-- TASK OBJECTIVE --
Rescale the coordinates from the line that contains "Return one point for each instance of the gravel" through the end of the records: copy every line in that span, requests included, with each coordinate multiplied by 1.35 and rounded to a whole number, halves rounded up.

-- DATA IN THIS EXERCISE --
--------------------------------

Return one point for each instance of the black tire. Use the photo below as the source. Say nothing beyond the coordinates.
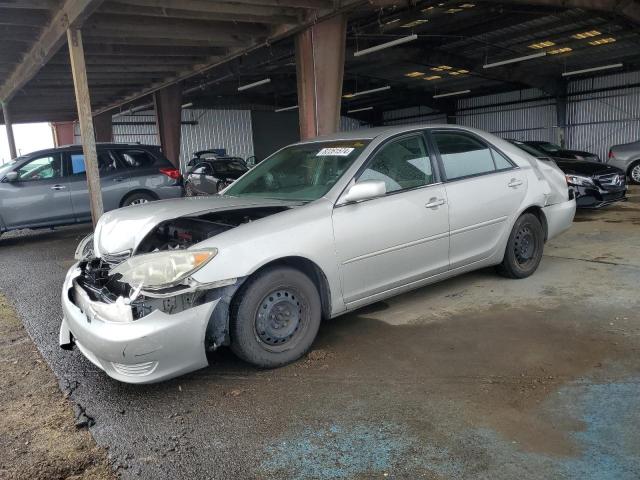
(524, 248)
(634, 173)
(275, 317)
(137, 199)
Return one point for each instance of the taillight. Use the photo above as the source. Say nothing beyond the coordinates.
(173, 173)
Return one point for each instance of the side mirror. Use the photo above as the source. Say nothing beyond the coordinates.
(365, 190)
(11, 176)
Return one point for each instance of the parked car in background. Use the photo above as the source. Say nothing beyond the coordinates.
(318, 229)
(211, 175)
(49, 187)
(555, 151)
(593, 184)
(626, 157)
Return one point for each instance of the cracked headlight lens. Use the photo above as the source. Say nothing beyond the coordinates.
(579, 180)
(163, 269)
(85, 248)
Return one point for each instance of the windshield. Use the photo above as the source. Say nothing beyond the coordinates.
(5, 167)
(547, 147)
(300, 172)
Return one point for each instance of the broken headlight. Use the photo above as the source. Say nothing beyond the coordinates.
(163, 269)
(84, 249)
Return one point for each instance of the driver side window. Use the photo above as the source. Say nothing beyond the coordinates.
(401, 164)
(41, 168)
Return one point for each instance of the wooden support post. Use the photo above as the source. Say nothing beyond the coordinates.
(83, 102)
(104, 127)
(9, 126)
(320, 54)
(168, 103)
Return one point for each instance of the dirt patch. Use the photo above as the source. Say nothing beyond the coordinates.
(39, 438)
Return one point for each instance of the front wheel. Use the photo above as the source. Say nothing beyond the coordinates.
(275, 317)
(524, 248)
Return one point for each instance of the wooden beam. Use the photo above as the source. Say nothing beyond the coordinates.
(214, 7)
(9, 128)
(72, 14)
(126, 9)
(76, 54)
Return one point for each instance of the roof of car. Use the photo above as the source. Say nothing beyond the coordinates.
(375, 132)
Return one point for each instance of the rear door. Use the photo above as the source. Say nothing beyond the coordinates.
(113, 182)
(484, 190)
(39, 196)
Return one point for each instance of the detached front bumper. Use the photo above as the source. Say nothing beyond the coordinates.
(559, 217)
(156, 347)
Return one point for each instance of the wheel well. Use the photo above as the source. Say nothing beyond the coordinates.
(537, 211)
(133, 192)
(313, 271)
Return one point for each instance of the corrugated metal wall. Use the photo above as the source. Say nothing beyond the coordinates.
(598, 120)
(520, 114)
(230, 129)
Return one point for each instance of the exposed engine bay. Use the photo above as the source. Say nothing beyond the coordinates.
(186, 231)
(97, 280)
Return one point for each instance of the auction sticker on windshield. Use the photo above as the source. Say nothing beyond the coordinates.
(335, 152)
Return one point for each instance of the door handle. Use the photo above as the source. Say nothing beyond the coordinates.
(435, 202)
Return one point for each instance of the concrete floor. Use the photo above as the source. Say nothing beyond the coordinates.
(477, 377)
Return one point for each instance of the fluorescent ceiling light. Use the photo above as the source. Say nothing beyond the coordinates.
(515, 60)
(360, 110)
(544, 44)
(366, 92)
(451, 94)
(594, 69)
(382, 46)
(286, 109)
(254, 84)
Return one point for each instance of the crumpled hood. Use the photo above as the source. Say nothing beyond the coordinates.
(121, 230)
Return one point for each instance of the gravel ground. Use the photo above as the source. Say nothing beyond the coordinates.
(477, 377)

--------------------------------

-- TASK RESPONSE --
Return one point for each instance of the gravel ground. Use the photo above as the source. Say nothing beyond the coordinates.
(644, 509)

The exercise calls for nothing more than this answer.